* Records:
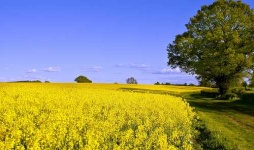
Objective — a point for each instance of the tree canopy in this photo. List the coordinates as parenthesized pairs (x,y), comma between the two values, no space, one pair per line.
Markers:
(218,45)
(131,80)
(82,79)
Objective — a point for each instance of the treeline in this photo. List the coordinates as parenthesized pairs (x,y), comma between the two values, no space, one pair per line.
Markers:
(167,83)
(30,81)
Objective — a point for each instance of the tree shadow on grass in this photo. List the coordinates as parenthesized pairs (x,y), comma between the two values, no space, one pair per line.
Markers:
(212,104)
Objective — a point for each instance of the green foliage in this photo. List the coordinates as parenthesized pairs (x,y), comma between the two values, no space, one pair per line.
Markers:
(247,97)
(209,93)
(131,80)
(28,81)
(218,44)
(82,79)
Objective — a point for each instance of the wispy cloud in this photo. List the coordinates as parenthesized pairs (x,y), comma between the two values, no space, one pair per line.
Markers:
(119,65)
(139,66)
(32,71)
(52,69)
(92,69)
(167,71)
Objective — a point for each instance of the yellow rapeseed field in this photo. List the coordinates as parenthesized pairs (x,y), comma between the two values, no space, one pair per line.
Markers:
(91,116)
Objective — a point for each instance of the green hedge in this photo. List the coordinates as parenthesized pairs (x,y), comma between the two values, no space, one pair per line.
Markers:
(210,93)
(247,97)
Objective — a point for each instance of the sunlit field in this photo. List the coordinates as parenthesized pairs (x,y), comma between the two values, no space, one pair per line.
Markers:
(93,116)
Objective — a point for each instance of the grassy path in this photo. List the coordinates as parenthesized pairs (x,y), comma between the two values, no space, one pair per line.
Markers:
(227,124)
(230,123)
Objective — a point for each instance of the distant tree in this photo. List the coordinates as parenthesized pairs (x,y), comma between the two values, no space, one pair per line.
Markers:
(82,79)
(131,80)
(218,44)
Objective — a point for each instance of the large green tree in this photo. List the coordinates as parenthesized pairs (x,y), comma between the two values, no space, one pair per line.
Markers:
(218,45)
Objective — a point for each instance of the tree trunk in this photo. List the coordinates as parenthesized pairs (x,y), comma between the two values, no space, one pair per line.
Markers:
(223,85)
(223,90)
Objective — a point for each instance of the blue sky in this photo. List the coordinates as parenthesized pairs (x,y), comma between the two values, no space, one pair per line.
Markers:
(105,40)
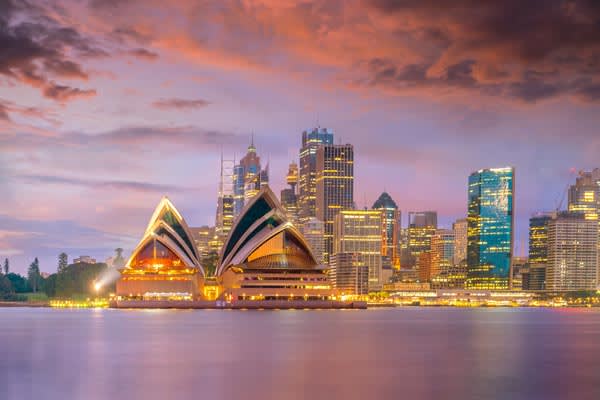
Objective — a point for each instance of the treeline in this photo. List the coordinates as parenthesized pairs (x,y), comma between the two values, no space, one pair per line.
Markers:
(74,280)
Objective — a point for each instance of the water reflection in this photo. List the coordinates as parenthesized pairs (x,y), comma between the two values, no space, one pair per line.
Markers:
(411,353)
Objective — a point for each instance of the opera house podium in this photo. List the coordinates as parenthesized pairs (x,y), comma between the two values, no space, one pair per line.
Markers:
(265,262)
(165,264)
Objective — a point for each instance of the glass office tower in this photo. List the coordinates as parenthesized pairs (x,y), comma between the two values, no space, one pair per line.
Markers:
(490,228)
(307,176)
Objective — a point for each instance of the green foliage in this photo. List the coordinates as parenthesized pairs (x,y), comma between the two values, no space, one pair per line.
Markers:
(209,263)
(33,275)
(6,288)
(49,285)
(36,297)
(19,283)
(77,280)
(63,262)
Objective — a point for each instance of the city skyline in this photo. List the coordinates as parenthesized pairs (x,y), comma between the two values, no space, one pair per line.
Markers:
(81,132)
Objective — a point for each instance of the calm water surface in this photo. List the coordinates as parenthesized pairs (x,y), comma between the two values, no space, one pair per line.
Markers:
(406,353)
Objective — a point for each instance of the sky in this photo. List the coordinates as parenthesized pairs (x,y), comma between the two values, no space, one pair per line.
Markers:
(107,105)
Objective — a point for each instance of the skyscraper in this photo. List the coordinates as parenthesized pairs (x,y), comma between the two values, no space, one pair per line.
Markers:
(248,178)
(360,231)
(349,273)
(538,251)
(490,228)
(584,197)
(572,252)
(289,197)
(460,240)
(335,186)
(391,226)
(421,227)
(313,231)
(225,200)
(442,252)
(307,177)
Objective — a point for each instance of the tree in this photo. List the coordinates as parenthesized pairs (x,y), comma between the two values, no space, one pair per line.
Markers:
(18,282)
(6,288)
(33,275)
(63,262)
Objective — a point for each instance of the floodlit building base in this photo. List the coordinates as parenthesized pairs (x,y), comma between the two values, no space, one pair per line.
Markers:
(239,305)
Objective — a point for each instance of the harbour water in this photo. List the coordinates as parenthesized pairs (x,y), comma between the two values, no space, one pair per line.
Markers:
(403,353)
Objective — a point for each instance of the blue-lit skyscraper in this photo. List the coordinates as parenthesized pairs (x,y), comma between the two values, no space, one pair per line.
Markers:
(490,228)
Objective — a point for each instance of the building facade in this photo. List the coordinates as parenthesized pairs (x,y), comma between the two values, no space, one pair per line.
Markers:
(289,196)
(248,179)
(490,228)
(422,225)
(538,251)
(307,175)
(584,197)
(459,227)
(265,258)
(335,187)
(391,223)
(360,232)
(572,253)
(442,252)
(314,231)
(165,265)
(349,274)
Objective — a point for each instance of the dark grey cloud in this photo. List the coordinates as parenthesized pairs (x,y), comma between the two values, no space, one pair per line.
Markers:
(34,47)
(527,50)
(180,104)
(144,54)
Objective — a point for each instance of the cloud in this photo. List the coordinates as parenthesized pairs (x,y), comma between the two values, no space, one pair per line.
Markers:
(179,104)
(108,184)
(144,54)
(33,46)
(65,93)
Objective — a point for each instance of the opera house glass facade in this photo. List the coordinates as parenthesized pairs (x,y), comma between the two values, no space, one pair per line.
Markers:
(165,265)
(490,228)
(266,258)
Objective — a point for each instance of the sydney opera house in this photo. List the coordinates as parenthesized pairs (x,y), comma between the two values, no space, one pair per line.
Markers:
(265,262)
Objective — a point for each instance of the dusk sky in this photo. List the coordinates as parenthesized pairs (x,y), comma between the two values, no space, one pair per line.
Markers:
(107,105)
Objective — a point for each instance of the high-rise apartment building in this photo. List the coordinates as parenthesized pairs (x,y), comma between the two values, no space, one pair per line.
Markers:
(538,251)
(442,252)
(349,273)
(422,226)
(307,176)
(248,178)
(313,231)
(424,266)
(459,227)
(391,225)
(360,231)
(584,197)
(289,197)
(335,186)
(572,252)
(490,228)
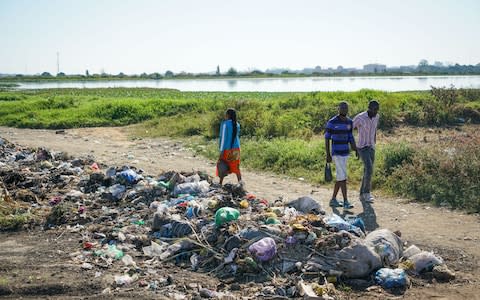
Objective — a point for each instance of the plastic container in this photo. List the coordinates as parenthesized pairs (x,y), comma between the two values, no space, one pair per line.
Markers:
(226,214)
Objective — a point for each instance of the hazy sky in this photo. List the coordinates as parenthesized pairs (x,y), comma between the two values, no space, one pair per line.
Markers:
(195,36)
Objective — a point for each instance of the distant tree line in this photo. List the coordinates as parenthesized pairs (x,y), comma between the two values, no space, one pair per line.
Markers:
(423,68)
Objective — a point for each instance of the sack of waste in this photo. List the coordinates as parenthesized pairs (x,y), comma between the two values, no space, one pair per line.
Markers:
(357,260)
(338,223)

* Given problem:
Please rewrite all of the rows above with every "Markers" changed to "Points" and nothing else altered. Leave the pictures out of your answer.

* Solution to the exercise:
Objective — a point for each instance of the tree canopy in this photo. List the coordinates as parenthesized pairs (x,y), comma between the two values, no space, one pair per line.
Points:
(218,45)
(131,80)
(82,79)
Objective — a point for each instance of the treeline in this photo. List the coordinates as parenthesized pairs (x,y), comma between the two values, no space, one pair per line.
Points:
(167,83)
(30,81)
Objective — a point for each instance of the tree shadow on grass in this photo. List the coordinates as parenthesized pairs (x,y), comma between the two values, no space, one pair per line.
Points:
(212,104)
Objective — a point for each instance of the green foliage in this photo. List the coordinates as parenthesized pairs (x,y), comma between the two values, no space, one pair per line.
Points:
(247,97)
(209,93)
(131,80)
(28,81)
(218,44)
(82,79)
Objective — a point for each instance of the wispy cloud in this photo. List the coordinates as parenthesized pairs (x,y), comma between the two values, no space, one pair per line.
Points:
(119,65)
(139,66)
(32,71)
(52,69)
(92,69)
(167,71)
Objective — a point for each instance of the yellow rapeseed field in this photo. List the coordinates as parenthesized pairs (x,y), comma between the two values, no space, one pair per line.
Points:
(91,116)
Objective — a point for each instance of the green hedge in this photo. List the coordinates as parenthesized pairs (x,y), comma between the two values, no space, one pair per line.
Points:
(210,93)
(247,97)
Objective — a point for each instance of the sunlit field in this photo. List the coordinates as parenthesized pairs (x,y), comma between the two values, no space, one pair per line.
Points:
(93,116)
Objective — a point for each instance of the grassy path in this photo. List the coordinates as parenthesized pairs (x,y), comma between the two values, no space, one pair per line.
Points:
(227,124)
(230,123)
Objective — a point for each instance of the distant tree in this photo. List the coordinates as parenthesized pairs (x,y), comma between the two values, no space, one pair per line.
Points:
(82,79)
(131,80)
(218,44)
Objective — a point for each instance of the large green tree in this photo. List the coordinates as parenthesized pairs (x,y), comma between the two values, no space, one pair per line.
Points:
(218,45)
Objective — a point for each instance of the tree trunk in this photo. List the coordinates as parenthesized pairs (x,y), comma between the two values, no space, one pair per line.
Points:
(223,85)
(223,90)
Objective — a point for each instance of the blue sky in this photo. List the coordinates as parenthesized pairs (x,y), comma between the two values, no space, one pair per line.
Points:
(105,40)
Objective — a point for each instance of the treeline in this photo. List the coordinates as parenthesized pairs (x,y), comma between the two values, no space, one pair per line.
Points:
(74,280)
Objective — a point for each instance of the water reflection in this photo. List the coordinates as parenthesized pairs (x,y), comma between the two values, no space, one pair per line.
Points:
(411,353)
Objective — a point for each instance of the opera house podium in this photo. List the coordinates as parenthesized pairs (x,y), comma between the two values, no space, one pair per line.
Points:
(265,262)
(165,264)
Objective — a point for each instance of the glass office tower in this photo. List the coordinates as parenthesized pairs (x,y), comma between the two values, no space, one pair per line.
Points:
(490,228)
(307,176)
Objective — a point for each instance of the green foliage in this photo. List the coordinates as parenthesized pairs (x,y), comma between the two values, no space, one pair per line.
Points:
(209,263)
(33,275)
(6,288)
(49,285)
(36,297)
(19,283)
(77,280)
(63,262)
Objective — a point for each instance of the city skyline in this photo. List the coordinates as parenthesized pairs (x,y), comma between the two values, no space, one pair per line.
Points:
(81,132)
Objective — a point for each instance of the calm water surface in this photo. List the coordinates as parenthesized pairs (x,y), comma between the two values, no space, one pair per line.
Points:
(406,353)
Objective — a point for each instance of the sky in this photo. List the coordinates as parenthesized pairs (x,y), comma between the two values, no space, one pair per line.
Points:
(107,105)
Objective — a point for each instance of the skyscraper in this photo. List the coordinates as parenthesized pairs (x,y), comma between the two values, no space, one pair per line.
Points:
(248,178)
(360,231)
(349,273)
(538,251)
(490,228)
(584,197)
(572,252)
(289,197)
(460,240)
(335,186)
(391,226)
(421,227)
(313,231)
(225,200)
(442,252)
(307,177)
Objective — a point for each instance of the tree in this photo. List the coordinates as parenthesized pairs (x,y), comma between the two values, no space, one pair per line.
Points:
(18,282)
(6,288)
(33,275)
(63,262)
Objective — a point for each instance of the floodlit building base in this photo. List the coordinates as parenthesized pairs (x,y), comma between the two values, no space, one pair per line.
Points:
(239,305)
Objective — a point for each instance of the harbour water in this photo. List the coordinates as parenthesized pairs (x,y), comma between the two values, no space, one pair per line.
Points:
(403,353)
Objective — a point for each instance of the blue-lit skyscraper in this photo. List the coordinates as parenthesized pairs (x,y), comma between the two values, no space, one pair per line.
Points:
(490,228)
Objective — a point for each instance of the building facade in this photo. List the coordinates as parenthesized pairs (x,y), comma between the two values, no space, one pair per line.
Points:
(289,196)
(248,179)
(490,228)
(422,225)
(538,251)
(307,175)
(584,197)
(459,227)
(265,258)
(335,187)
(391,223)
(360,232)
(572,253)
(442,252)
(314,231)
(165,265)
(349,274)
Objective — a point for each instance of the dark grey cloud in this photo. List the coordinates as parenthesized pairs (x,y), comma between the two values, no space, one pair per line.
Points:
(34,47)
(527,50)
(180,104)
(144,54)
Objective — a point for each instance of the cloud in this photo. List the coordinates as parenthesized pairs (x,y), comma between the two values, no space, one pair per line.
Points:
(179,104)
(108,184)
(144,54)
(33,46)
(65,93)
Objective — a point for each instance of the opera house glass facade in this photo. List the coordinates as parenthesized pairs (x,y), comma between the two values, no space, one pair per line.
Points:
(165,265)
(490,228)
(266,258)
Objective — a point for each instance of the sydney opera house in this photo. List the coordinates as parenthesized pairs (x,y), comma between the two values, no space, one pair per line.
Points:
(265,262)
Objective — a point for each instance of the dusk sky in this photo. List the coordinates as parenthesized pairs (x,y), comma between the two values, no space, one pair per line.
Points:
(107,105)
Objective — a point for each instance of the high-rise apartment building in this photo. List the coordinates as parenthesized pairs (x,y), comma between the two values, no space, one pair per line.
Points:
(538,251)
(442,252)
(349,273)
(422,226)
(307,176)
(248,178)
(313,231)
(424,266)
(459,227)
(391,225)
(360,231)
(584,197)
(289,197)
(335,186)
(572,252)
(490,228)
Objective — a point for each instance of the plastic container in this photo. List the coordinates as parenthesized pairs (x,y), comma between the two values, no space, one pair per line.
Points:
(226,214)
Objective — a point for each instance of the hazy sky in this photo. List the coordinates as parenthesized pairs (x,y), comma between the two values, no space, one pair per line.
Points:
(195,36)
Objective — a point for each instance of the distant tree line in this photo. List the coordinates as parenthesized pairs (x,y), comma between the two values, no space, one pair per line.
Points:
(423,68)
Objective — a point for each instance of the sack of waste in this photo. List the coordinates as parenthesized pairs (x,y), comma between the two values, no space, one pair per line.
Points:
(357,260)
(338,223)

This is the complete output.